## LISTED ENTRIES

::::::::

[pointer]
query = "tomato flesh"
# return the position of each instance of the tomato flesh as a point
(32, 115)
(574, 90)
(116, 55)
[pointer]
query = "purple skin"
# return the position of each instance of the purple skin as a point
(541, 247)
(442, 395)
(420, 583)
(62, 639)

::::::::

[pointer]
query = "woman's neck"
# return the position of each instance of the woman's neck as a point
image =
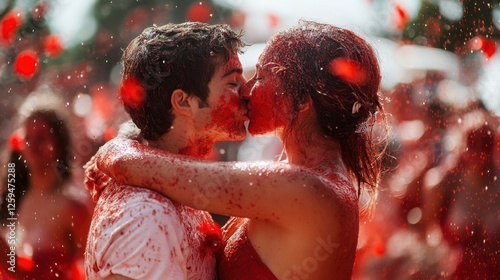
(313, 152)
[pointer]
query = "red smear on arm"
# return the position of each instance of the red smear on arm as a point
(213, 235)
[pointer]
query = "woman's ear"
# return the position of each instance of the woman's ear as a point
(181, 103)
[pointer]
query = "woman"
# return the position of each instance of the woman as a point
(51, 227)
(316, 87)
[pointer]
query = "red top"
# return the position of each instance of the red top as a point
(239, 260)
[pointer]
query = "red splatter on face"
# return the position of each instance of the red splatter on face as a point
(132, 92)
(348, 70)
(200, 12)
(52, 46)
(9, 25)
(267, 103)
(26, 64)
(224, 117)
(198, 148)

::::::::

## PROBLEM STATEMENT
How many lines in the rows above contain the word "query"? Reply with the number alone.

## FINAL ANSWER
8